*Brief 1*
Reproduce the part of the car paint extract below from "Indeed, if you were looking" to "in this strategy.", word for word.
*Brief 2*
Name every person the car paint extract below mentions by full name.

It was a lacquer resin which could dry far, far quicker than the paints Ford was using. While his paints might take a day or so to dry, Duco could dry in about two hours. Moreover, unlike Ford’s asphalt-heavy paints, Duco could be formulated in many wonderful, bright colours.
DuPont signed a deal with General Motors and in 1924 Duco was introduced on the company’s entire line of cars. It was a revolution in two dimensions. First, GM and DuPont had cracked the mass production nut which had always eluded Henry Ford: no longer did cars need to stack up in car lots to dry for days at a time: they could roll off the production line only a few hours after being painted. Second, the astounding range of colours changed the nature of car consumption.
Indeed, if you were looking for a start date for the era of conspicuous consumption and “planned obsolescence”, you could hardly chose a better moment than this one. Under Alfred Sloan, GM shifted the model of car marketing. Models were sold on their attractiveness. New colours were introduced each year to wow consumers. Alongside gradual changes to car features each year, Sloan championed an approach of “dynamic obsolescence” which would put pressure on consumers to upgrade their cars routinely rather than run them into the ground. Car paint, more specifically Duco, was one of the critical vectors in this strategy.
Except that only a few years after it was invented, Duco was already out of date. Soon enough chemists developed glycerophthalic resins (or alkyds, as they’re more commonly known) which had three times more solid matter than cellulose lacquers like Duco, meaning you could reduce the number of coats you needed, and hence further cut the time on the production line. Ford embraced alkyds in the late 1920s, and so the race between the two car giants intensified. Even as they battled it out in showrooms and in their massive plants, Ford and GM were battling it out on the chemical arena too.
Which brings us to a really important point - an overarching point which echoes through Material World. The influence of the chemical industry on modern products is astoundingly important, yet it’s one of the least appreciated and most rarely told stories in the modern industrial pantheon. We hear much about the mechanical engineering which went into steam locomotives and internal combustion engines but far less about the chemical engineering which allowed car manufacturers to keep their production lines turning.
Yet over time advances in paint chemistry allowed car manufacturers to drastically reduce the time it takes for paints to dry. The composition of those paints changed drastically too: from ingredients derived from wood and plants to molecules extracted from oil and gas. Car paints went from being made of vegetables to made of petrochemicals, and along the way they became significantly more hard-wearing and effective. Today pretty much all car paints are derived from oil and gas. And over time the length of time it has taken to paint and dry the cars has fallen.
Indeed, if you were to plot this - time taken to paint and dry a car versus the date - on a chart, then you get something that looks a little like this:
There are a few striking things about charts like these. The first is that you can see how over time humans have become better and better at doing things more efficiently. But the biggest gains often happen at the very start. The second is that you’ve probably seen similarly-shaped charts before. Here, for instance, is a chart from Hannah Ritchie (with a rather more solid dataset behind it) showing the evolution of battery prices over time:
You could do something similar with all sorts of different products: the price of wind turbines, of iron and steel nails, of computing power. One of the critical lessons which spans Material World, and which has been explained in great depth by people like Azeem Azhar, is that over time humans get better and better at making things, which tends to bring the time it takes us to make things (and for that matter the prices we charge for those things) further and further down.

*Supplied material*

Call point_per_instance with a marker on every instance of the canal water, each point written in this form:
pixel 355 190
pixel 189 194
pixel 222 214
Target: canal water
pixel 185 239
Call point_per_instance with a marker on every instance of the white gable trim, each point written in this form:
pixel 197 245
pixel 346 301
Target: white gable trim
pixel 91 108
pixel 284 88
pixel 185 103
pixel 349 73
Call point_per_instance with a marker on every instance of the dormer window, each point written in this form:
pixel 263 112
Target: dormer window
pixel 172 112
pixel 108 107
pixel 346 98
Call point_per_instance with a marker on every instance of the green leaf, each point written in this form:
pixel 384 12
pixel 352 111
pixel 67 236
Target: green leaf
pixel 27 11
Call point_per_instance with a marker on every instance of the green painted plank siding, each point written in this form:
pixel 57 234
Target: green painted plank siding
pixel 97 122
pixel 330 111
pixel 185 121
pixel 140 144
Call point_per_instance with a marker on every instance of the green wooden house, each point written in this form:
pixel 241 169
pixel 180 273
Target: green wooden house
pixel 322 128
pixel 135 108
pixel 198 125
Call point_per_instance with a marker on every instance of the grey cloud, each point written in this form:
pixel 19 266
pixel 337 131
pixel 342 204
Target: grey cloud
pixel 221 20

*Full output 1*
Indeed, if you were looking for a start date for the era of conspicuous consumption and “planned obsolescence”, you could hardly chose a better moment than this one. Under Alfred Sloan, GM shifted the model of car marketing. Models were sold on their attractiveness. New colours were introduced each year to wow consumers. Alongside gradual changes to car features each year, Sloan championed an approach of “dynamic obsolescence” which would put pressure on consumers to upgrade their cars routinely rather than run them into the ground. Car paint, more specifically Duco, was one of the critical vectors in this strategy.

*Full output 2*
Henry Ford, Alfred Sloan, Hannah Ritchie, Azeem Azhar